Task prompt:
Report how many of the lines below contain the string "stone". Give only the number.

(Records from a collection)
------------------------------
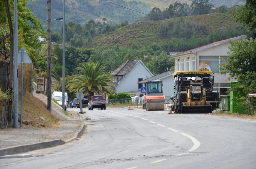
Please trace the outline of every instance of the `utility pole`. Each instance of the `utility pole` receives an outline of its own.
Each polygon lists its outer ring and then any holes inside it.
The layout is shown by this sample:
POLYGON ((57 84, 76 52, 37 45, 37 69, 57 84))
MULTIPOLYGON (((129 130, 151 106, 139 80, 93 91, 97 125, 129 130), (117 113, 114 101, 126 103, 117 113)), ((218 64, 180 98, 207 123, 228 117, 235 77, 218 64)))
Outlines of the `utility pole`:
------------------------------
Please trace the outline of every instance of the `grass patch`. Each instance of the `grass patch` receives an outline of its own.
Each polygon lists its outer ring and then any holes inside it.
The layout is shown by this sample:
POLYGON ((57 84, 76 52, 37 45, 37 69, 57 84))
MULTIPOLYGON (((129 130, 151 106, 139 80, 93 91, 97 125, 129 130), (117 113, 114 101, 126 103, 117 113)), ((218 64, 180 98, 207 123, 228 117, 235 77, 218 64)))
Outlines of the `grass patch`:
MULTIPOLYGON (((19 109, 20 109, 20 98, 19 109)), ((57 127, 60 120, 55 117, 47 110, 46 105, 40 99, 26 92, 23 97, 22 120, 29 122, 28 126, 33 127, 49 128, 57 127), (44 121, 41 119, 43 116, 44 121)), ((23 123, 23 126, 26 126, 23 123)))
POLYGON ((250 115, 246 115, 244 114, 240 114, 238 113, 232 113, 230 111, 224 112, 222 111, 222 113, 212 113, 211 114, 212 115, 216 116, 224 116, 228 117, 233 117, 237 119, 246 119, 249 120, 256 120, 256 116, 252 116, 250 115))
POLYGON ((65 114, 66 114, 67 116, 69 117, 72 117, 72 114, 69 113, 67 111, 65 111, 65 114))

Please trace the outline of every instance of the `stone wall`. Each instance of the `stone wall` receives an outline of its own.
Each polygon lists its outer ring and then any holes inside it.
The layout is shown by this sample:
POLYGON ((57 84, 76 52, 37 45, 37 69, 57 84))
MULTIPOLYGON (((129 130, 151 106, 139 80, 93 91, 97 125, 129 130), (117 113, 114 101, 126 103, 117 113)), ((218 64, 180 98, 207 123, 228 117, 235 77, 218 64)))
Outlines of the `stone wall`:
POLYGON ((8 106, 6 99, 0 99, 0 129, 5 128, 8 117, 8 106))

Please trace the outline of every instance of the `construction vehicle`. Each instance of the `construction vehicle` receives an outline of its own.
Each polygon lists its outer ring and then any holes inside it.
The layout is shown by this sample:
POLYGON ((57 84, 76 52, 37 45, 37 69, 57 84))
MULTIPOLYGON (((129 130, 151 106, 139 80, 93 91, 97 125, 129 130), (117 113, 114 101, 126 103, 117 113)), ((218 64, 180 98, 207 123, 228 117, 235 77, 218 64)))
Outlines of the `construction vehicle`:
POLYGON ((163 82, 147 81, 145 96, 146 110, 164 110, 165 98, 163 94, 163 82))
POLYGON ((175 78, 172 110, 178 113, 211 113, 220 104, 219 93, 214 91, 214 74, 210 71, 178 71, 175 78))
------------------------------
Final result:
2